--- BEGIN Text segment ---

The voice of Reynolds Coliseum has echoed into eternity: C.A. Dillon, the public address announcer for four of NC State’s home basketball arenas who was known as the “Soul of Reynolds Coliseum,” died peacefully Thursday morning at his home in Raleigh. He was 91.

Dillon took his seat behind the microphone in 1946 at Thompson Gymnasium, with a personal invitation from new head coach Everett Case. He moved over the years with the teams and the next six basketball coaches to Raleigh’s downtown auditorium, Reynolds Coliseum for the entirety of its 50 years and two games in what is now PNC Arena before retiring after 53 years of service to the program.

His smooth baritone voice was distinctive and welcoming, and his friendly demeanor was disarming to game officials and opposing coaches. He opened nearly every game with these words: “Good evening, ladies and gentlemen and welcome to William Neal Reynolds Coliseum. Tonight North Carolina State University is pleased to host as its guest the basketball team from … ”

A banner representing his honored microphone hangs from the rafters of PNC and he is remembered in a display at the newly refurbished Reynolds Coliseum, which he toured the day it reopened last fall.

Dillon, like senior associate athletics director Frank Weedon, was an encyclopedia of knowledge about Red Terror and Wolfpack basketball, beginning with his days as the sports editor of Technician, NC State’s student newspaper, during World War II. He was a 1947 graduate of the school with a degree in mechanical engineering.

--- END Text segment ---
--- BEGIN Extracted information ---

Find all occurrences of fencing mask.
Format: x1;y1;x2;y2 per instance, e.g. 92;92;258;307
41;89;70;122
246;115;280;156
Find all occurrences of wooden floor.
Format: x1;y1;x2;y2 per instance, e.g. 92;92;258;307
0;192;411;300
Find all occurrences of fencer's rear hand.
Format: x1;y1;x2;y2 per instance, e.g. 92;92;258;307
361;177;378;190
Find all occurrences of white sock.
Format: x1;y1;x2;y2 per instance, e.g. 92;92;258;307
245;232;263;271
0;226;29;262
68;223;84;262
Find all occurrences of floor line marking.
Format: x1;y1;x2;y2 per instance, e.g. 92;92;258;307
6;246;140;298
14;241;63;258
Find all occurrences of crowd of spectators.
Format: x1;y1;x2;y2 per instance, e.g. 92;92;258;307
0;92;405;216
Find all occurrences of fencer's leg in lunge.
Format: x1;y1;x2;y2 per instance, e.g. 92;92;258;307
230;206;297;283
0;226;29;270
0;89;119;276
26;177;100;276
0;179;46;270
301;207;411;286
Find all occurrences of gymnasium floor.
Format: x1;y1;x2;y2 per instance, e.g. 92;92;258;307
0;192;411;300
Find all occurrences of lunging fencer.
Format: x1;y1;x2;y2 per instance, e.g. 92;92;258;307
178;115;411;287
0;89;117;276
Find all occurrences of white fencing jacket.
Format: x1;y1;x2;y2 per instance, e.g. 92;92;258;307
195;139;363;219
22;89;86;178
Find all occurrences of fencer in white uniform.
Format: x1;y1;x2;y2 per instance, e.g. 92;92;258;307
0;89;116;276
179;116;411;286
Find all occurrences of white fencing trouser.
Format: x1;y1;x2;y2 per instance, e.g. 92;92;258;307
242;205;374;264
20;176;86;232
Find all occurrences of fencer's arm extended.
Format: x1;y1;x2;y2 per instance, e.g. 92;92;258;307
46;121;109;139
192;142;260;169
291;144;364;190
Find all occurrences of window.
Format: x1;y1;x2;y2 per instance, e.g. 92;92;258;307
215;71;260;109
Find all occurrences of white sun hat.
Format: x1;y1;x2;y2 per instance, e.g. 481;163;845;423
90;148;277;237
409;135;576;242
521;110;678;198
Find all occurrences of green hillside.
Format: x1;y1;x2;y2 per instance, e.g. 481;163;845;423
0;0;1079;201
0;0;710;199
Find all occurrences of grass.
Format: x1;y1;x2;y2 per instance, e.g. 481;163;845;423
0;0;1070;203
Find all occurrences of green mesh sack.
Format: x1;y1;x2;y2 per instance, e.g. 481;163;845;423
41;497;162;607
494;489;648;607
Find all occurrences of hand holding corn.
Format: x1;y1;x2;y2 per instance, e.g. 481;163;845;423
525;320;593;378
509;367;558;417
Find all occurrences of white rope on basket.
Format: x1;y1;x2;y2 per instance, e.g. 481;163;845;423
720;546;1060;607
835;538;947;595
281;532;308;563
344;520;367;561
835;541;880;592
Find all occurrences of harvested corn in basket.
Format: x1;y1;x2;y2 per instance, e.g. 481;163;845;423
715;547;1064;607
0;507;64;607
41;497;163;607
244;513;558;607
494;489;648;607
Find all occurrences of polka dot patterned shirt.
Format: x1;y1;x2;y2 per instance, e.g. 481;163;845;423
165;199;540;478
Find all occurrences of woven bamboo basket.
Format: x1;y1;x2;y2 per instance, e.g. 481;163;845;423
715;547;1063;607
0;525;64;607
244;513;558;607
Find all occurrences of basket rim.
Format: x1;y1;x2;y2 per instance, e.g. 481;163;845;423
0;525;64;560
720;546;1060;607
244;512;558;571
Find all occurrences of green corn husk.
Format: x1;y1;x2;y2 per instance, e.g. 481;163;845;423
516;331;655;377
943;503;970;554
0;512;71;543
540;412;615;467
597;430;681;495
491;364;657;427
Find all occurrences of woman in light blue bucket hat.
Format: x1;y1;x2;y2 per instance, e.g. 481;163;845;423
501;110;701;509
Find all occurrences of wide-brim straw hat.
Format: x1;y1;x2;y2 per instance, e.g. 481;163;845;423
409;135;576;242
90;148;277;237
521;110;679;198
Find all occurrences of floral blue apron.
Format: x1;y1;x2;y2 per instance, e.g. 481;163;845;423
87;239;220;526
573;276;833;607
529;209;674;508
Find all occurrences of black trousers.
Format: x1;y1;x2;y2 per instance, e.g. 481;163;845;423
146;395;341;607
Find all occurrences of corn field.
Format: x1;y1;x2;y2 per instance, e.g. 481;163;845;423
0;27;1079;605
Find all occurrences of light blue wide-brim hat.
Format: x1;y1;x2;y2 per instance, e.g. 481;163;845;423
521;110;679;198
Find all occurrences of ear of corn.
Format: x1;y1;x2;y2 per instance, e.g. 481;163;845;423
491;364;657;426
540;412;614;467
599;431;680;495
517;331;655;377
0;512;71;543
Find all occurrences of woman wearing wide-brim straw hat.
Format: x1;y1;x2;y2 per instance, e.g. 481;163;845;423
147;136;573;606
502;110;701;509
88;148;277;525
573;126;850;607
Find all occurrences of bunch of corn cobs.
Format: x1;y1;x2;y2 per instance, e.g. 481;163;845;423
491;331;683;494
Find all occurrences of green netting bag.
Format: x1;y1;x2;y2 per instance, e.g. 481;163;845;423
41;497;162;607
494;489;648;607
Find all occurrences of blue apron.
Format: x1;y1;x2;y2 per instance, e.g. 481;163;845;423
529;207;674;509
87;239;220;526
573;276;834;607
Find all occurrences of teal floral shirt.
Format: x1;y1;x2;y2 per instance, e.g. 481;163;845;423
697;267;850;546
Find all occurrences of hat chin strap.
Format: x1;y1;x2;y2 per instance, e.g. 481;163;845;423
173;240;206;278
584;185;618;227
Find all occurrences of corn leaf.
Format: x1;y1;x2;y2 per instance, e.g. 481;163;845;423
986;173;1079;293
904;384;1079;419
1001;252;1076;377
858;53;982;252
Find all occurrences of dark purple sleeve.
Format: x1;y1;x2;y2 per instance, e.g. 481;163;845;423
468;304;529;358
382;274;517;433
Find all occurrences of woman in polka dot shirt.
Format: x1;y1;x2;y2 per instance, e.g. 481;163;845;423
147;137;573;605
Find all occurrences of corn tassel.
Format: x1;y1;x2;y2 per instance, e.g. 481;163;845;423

--- END Extracted information ---

■ Requests
A - Please copy the passage about C.A. Dillon word for word, starting at the words "Dillon took his" and ending after "to the program.".
B - Rewrite the data items from the first one through the line containing "68;223;84;262", replacing "white sock" with "ankle sock" and leaving everything else the same. Give only those lines.

■ Correct answers
A -
Dillon took his seat behind the microphone in 1946 at Thompson Gymnasium, with a personal invitation from new head coach Everett Case. He moved over the years with the teams and the next six basketball coaches to Raleigh’s downtown auditorium, Reynolds Coliseum for the entirety of its 50 years and two games in what is now PNC Arena before retiring after 53 years of service to the program.

B -
Find all occurrences of fencing mask.
Format: x1;y1;x2;y2 per instance, e.g. 92;92;258;307
41;89;70;122
246;115;280;156
Find all occurrences of wooden floor.
Format: x1;y1;x2;y2 per instance, e.g. 92;92;258;307
0;192;411;300
Find all occurrences of fencer's rear hand.
Format: x1;y1;x2;y2 per instance, e.g. 92;92;258;307
361;177;378;190
Find all occurrences of ankle sock.
Format: x1;y1;x2;y2 per instance, e.g. 92;92;258;307
245;232;263;271
0;226;29;262
68;223;84;262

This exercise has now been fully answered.